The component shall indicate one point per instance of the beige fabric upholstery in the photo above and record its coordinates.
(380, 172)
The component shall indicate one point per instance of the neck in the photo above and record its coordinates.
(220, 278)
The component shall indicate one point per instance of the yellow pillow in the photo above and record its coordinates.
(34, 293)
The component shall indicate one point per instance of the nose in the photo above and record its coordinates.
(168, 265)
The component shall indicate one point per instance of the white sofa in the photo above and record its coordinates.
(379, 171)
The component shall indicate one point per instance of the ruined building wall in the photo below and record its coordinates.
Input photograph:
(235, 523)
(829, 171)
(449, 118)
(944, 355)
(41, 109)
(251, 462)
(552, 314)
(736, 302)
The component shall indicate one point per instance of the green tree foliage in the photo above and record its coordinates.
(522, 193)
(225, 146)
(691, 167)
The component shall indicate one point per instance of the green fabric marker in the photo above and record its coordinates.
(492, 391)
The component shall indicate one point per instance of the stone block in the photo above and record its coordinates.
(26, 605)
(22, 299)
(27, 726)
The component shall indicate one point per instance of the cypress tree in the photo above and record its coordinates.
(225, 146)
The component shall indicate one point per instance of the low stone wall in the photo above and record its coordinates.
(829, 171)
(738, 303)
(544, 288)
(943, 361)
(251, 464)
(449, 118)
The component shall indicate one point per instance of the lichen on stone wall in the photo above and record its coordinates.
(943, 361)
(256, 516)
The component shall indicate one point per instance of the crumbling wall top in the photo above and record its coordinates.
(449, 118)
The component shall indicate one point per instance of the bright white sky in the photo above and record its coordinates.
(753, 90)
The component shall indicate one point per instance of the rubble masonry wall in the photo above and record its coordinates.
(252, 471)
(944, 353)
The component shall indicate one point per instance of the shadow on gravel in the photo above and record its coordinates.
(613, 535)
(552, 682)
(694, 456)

**AIM OF THE EXERCISE:**
Format the items from the line containing "of the bright" through the end of the items as a two-column CSV with columns named "instruction" and "coordinates," one row per item. Put each item's text and its answer in a single quoted field, with line breaks replaced by spaces.

**RESULT:**
instruction,coordinates
"The component shall indicate one point per instance of the bright white sky in the photo above and record its coordinates.","(753, 90)"
"The component shall indicate one point per instance of the rubble masonry wall in the photo above and record its coordinates.","(252, 471) (944, 353)"
"The component shall indicate one point per instance of the shadow on gravel in the photo above and record its coordinates.","(613, 535) (552, 682) (694, 456)"